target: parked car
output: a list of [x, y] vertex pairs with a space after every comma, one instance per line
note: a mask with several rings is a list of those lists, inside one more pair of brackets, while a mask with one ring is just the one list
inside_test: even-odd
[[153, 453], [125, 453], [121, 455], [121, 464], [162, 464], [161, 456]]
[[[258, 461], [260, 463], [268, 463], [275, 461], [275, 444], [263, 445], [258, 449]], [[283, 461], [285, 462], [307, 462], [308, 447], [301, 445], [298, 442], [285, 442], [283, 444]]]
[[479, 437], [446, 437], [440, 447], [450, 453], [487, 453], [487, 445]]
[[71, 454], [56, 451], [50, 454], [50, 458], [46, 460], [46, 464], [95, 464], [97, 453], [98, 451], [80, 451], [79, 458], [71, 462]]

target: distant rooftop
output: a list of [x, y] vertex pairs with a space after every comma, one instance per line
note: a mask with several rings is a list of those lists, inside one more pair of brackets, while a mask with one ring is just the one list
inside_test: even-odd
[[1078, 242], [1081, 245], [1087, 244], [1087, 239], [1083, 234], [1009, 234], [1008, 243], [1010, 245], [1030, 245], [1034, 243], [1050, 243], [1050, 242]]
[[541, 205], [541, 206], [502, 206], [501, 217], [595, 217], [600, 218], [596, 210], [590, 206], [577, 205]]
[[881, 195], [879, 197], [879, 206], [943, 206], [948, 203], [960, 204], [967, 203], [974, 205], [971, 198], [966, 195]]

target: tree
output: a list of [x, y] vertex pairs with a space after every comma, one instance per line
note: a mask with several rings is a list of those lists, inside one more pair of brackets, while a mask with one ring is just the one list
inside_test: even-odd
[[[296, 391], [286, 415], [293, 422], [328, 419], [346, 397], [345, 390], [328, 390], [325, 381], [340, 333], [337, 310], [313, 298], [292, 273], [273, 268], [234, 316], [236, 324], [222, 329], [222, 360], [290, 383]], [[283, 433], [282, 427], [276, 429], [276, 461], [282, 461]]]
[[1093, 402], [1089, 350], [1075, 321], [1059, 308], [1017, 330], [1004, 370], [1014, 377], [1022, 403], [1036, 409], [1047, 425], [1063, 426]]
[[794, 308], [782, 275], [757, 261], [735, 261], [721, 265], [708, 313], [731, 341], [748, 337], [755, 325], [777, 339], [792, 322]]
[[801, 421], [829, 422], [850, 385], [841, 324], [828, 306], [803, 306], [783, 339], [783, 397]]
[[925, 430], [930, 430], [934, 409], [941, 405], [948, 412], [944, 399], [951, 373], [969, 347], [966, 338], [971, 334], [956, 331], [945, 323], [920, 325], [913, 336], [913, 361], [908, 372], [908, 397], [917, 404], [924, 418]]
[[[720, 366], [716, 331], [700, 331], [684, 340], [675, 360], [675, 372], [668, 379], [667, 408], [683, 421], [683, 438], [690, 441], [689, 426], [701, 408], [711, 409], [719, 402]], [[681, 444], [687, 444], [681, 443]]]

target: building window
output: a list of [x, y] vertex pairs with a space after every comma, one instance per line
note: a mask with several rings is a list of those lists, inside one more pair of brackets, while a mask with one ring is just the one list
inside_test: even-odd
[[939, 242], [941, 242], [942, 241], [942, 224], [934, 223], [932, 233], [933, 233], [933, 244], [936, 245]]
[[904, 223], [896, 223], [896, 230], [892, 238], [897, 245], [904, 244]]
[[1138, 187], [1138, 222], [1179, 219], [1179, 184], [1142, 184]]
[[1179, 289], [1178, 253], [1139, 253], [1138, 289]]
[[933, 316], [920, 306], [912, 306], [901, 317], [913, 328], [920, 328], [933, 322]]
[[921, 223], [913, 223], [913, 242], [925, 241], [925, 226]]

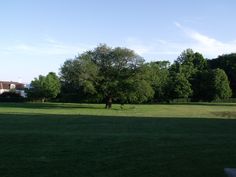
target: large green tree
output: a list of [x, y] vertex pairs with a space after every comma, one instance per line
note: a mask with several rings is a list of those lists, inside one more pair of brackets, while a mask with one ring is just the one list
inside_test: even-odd
[[221, 55], [216, 59], [208, 60], [211, 69], [223, 69], [230, 81], [233, 97], [236, 97], [236, 53]]
[[194, 101], [227, 99], [232, 95], [228, 77], [222, 69], [199, 71], [193, 81]]
[[46, 76], [40, 75], [31, 81], [30, 88], [27, 90], [27, 96], [31, 99], [41, 99], [44, 102], [47, 99], [55, 98], [60, 93], [60, 80], [53, 72]]
[[[178, 88], [181, 87], [184, 88], [182, 91], [179, 89], [178, 92], [175, 92], [180, 93], [182, 96], [185, 95], [185, 97], [187, 95], [191, 96], [194, 100], [205, 99], [204, 95], [201, 95], [202, 91], [200, 90], [204, 90], [201, 84], [204, 85], [203, 83], [206, 79], [202, 76], [205, 74], [207, 69], [207, 60], [202, 54], [194, 52], [192, 49], [184, 50], [169, 69], [170, 75], [172, 76], [171, 82], [179, 84], [179, 87], [174, 88], [174, 90], [178, 90]], [[186, 85], [181, 86], [180, 83], [186, 83]], [[174, 84], [170, 83], [169, 85], [173, 86]], [[171, 87], [169, 87], [169, 89], [171, 89]], [[183, 95], [181, 92], [185, 92], [186, 94]], [[174, 93], [173, 89], [172, 93]], [[178, 94], [176, 95], [178, 96]]]
[[183, 73], [190, 81], [197, 71], [207, 69], [207, 60], [198, 52], [192, 49], [184, 50], [172, 65], [175, 72]]
[[143, 75], [145, 80], [151, 83], [151, 86], [155, 92], [154, 101], [161, 102], [167, 99], [167, 87], [169, 80], [169, 68], [170, 63], [168, 61], [158, 61], [146, 63], [143, 66]]
[[211, 70], [198, 71], [192, 79], [192, 101], [211, 101], [213, 99], [213, 74]]
[[[61, 67], [62, 81], [78, 92], [79, 99], [143, 102], [153, 96], [142, 76], [144, 60], [127, 48], [99, 45]], [[136, 85], [136, 87], [134, 87]], [[139, 90], [139, 91], [138, 91]]]
[[98, 67], [87, 55], [65, 61], [60, 75], [63, 98], [73, 101], [77, 97], [85, 99], [97, 94]]
[[184, 50], [169, 68], [170, 79], [167, 86], [169, 98], [187, 98], [192, 96], [196, 73], [207, 69], [207, 60], [192, 49]]
[[192, 94], [191, 84], [182, 73], [172, 73], [166, 89], [169, 99], [188, 98]]
[[225, 71], [222, 69], [215, 69], [212, 71], [213, 81], [213, 99], [227, 99], [232, 96], [232, 90], [229, 86], [229, 80]]

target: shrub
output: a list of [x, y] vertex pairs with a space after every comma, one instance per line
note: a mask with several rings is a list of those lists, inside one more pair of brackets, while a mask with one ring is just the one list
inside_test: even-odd
[[0, 102], [24, 102], [24, 97], [16, 92], [4, 92], [0, 95]]

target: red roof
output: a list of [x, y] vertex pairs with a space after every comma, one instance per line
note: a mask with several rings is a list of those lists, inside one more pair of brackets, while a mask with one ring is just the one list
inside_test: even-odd
[[25, 88], [25, 85], [19, 82], [0, 81], [0, 89], [9, 90], [11, 84], [15, 85], [16, 90], [23, 90]]

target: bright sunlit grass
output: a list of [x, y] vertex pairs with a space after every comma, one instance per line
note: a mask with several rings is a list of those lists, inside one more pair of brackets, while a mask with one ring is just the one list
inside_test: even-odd
[[101, 115], [130, 117], [194, 117], [236, 118], [236, 104], [158, 104], [124, 105], [114, 104], [110, 110], [103, 104], [75, 103], [1, 103], [0, 113], [57, 114], [57, 115]]

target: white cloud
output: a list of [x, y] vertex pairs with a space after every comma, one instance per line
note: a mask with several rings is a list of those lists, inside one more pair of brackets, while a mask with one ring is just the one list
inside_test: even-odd
[[1, 47], [0, 52], [4, 54], [16, 55], [16, 54], [24, 54], [24, 55], [62, 55], [64, 57], [67, 56], [75, 56], [79, 53], [82, 53], [93, 45], [78, 45], [78, 44], [65, 44], [59, 41], [56, 41], [52, 38], [47, 38], [42, 40], [39, 43], [25, 43], [25, 42], [17, 42], [15, 44], [11, 44], [9, 46]]
[[223, 42], [217, 40], [213, 37], [201, 34], [196, 30], [186, 28], [180, 23], [174, 23], [185, 35], [191, 39], [189, 43], [189, 48], [192, 48], [198, 52], [203, 53], [207, 57], [217, 57], [225, 53], [236, 52], [236, 41]]
[[182, 50], [187, 48], [182, 43], [179, 44], [163, 39], [144, 42], [137, 38], [128, 38], [125, 40], [124, 45], [145, 57], [147, 61], [174, 60]]
[[125, 46], [134, 50], [139, 55], [150, 53], [153, 48], [153, 46], [145, 45], [141, 40], [133, 37], [129, 37], [125, 40]]
[[182, 28], [182, 25], [180, 25], [179, 22], [174, 22], [175, 26], [179, 27], [179, 28]]
[[[179, 29], [179, 39], [170, 41], [166, 39], [141, 40], [135, 37], [127, 38], [123, 43], [116, 43], [116, 46], [124, 46], [134, 50], [146, 60], [175, 60], [180, 53], [192, 48], [194, 51], [202, 53], [207, 58], [214, 58], [225, 53], [236, 52], [236, 40], [224, 42], [213, 37], [204, 35], [194, 29], [183, 26], [179, 22], [174, 22], [174, 26]], [[177, 34], [178, 34], [177, 33]], [[185, 35], [183, 38], [181, 33]], [[178, 37], [178, 36], [177, 36]], [[108, 44], [109, 45], [109, 44]], [[70, 58], [79, 53], [93, 49], [97, 44], [73, 44], [57, 41], [50, 36], [45, 36], [38, 43], [16, 42], [11, 46], [0, 46], [0, 53], [7, 56], [43, 56], [42, 58]], [[55, 57], [54, 57], [55, 58]]]
[[[224, 42], [204, 35], [194, 29], [187, 28], [179, 22], [174, 22], [174, 25], [185, 36], [184, 38], [179, 37], [179, 41], [152, 39], [144, 42], [138, 38], [128, 38], [125, 41], [125, 46], [135, 50], [149, 61], [152, 59], [168, 59], [173, 61], [187, 48], [200, 52], [207, 58], [236, 52], [236, 40]], [[179, 34], [181, 34], [180, 32]]]

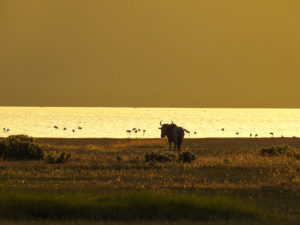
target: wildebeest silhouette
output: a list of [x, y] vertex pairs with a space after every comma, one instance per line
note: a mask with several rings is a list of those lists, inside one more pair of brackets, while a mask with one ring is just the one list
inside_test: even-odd
[[174, 151], [177, 150], [180, 151], [180, 146], [182, 144], [183, 138], [184, 138], [184, 129], [182, 127], [178, 127], [176, 124], [162, 124], [162, 121], [160, 121], [161, 127], [161, 138], [164, 138], [167, 136], [168, 142], [169, 142], [169, 150], [171, 151], [171, 144], [174, 143]]

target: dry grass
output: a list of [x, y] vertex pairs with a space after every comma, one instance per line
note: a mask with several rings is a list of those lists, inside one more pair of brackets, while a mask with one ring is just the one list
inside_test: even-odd
[[[184, 150], [196, 155], [190, 164], [145, 163], [146, 153], [168, 151], [166, 141], [161, 139], [37, 141], [47, 151], [70, 152], [71, 160], [55, 165], [43, 161], [2, 161], [0, 183], [3, 186], [22, 191], [88, 193], [213, 192], [264, 202], [274, 212], [300, 218], [300, 207], [296, 207], [300, 200], [300, 160], [259, 154], [261, 147], [277, 144], [299, 149], [298, 139], [185, 140]], [[286, 211], [282, 211], [284, 207]]]

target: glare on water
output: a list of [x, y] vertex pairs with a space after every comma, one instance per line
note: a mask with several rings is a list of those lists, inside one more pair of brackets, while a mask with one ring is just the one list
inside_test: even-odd
[[300, 136], [300, 109], [104, 107], [0, 107], [0, 135], [159, 138], [161, 120], [190, 138]]

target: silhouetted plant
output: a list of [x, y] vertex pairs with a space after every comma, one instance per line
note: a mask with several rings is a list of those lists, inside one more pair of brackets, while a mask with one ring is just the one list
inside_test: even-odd
[[183, 152], [179, 155], [178, 161], [190, 163], [196, 159], [196, 156], [191, 152]]
[[286, 155], [294, 156], [296, 158], [299, 157], [299, 154], [295, 151], [295, 149], [290, 146], [271, 146], [269, 148], [262, 148], [259, 152], [263, 156]]
[[174, 161], [176, 155], [170, 154], [170, 153], [146, 153], [145, 154], [145, 162], [168, 162], [168, 161]]
[[123, 160], [123, 158], [121, 156], [117, 155], [117, 160], [118, 160], [118, 162], [121, 162]]
[[11, 135], [0, 142], [0, 157], [3, 160], [41, 160], [42, 147], [27, 135]]

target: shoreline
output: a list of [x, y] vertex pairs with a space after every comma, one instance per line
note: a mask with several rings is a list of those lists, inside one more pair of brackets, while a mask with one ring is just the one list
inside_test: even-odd
[[[151, 142], [160, 142], [168, 146], [166, 139], [161, 138], [35, 138], [37, 143], [52, 145], [101, 145], [107, 146], [115, 143], [143, 142], [151, 145]], [[288, 145], [300, 148], [300, 138], [185, 138], [183, 149], [188, 147], [195, 149], [257, 149], [258, 147]]]

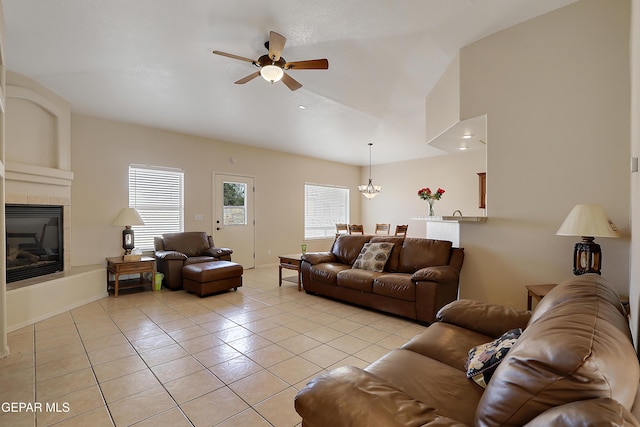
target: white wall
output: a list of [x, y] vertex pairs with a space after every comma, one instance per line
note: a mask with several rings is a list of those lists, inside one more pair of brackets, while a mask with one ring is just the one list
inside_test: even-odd
[[[582, 0], [461, 50], [460, 117], [488, 115], [488, 221], [463, 230], [462, 297], [524, 308], [525, 285], [571, 276], [579, 238], [555, 232], [578, 203], [602, 204], [621, 230], [596, 241], [603, 275], [628, 294], [629, 5]], [[404, 194], [389, 209], [411, 216], [418, 183], [442, 186], [429, 164], [374, 167], [383, 191]], [[447, 190], [436, 209], [450, 213]], [[363, 203], [363, 217], [379, 209]]]
[[[255, 177], [257, 266], [300, 251], [305, 182], [349, 186], [352, 217], [360, 217], [356, 166], [81, 115], [72, 116], [71, 129], [72, 265], [104, 264], [105, 257], [121, 253], [120, 228], [111, 222], [128, 204], [131, 163], [183, 169], [185, 230], [214, 233], [214, 238], [213, 173]], [[203, 221], [194, 221], [196, 213], [204, 215]], [[307, 244], [309, 251], [327, 250], [331, 241]]]

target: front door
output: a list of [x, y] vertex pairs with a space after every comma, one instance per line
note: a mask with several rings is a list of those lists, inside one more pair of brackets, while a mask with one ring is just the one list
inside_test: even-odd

━━━━━━━━

▶ **Problem description**: From the data, pick out every line that includes "grass".

▶ **Expected answer**:
target: bright sunlit grass
target: dry grass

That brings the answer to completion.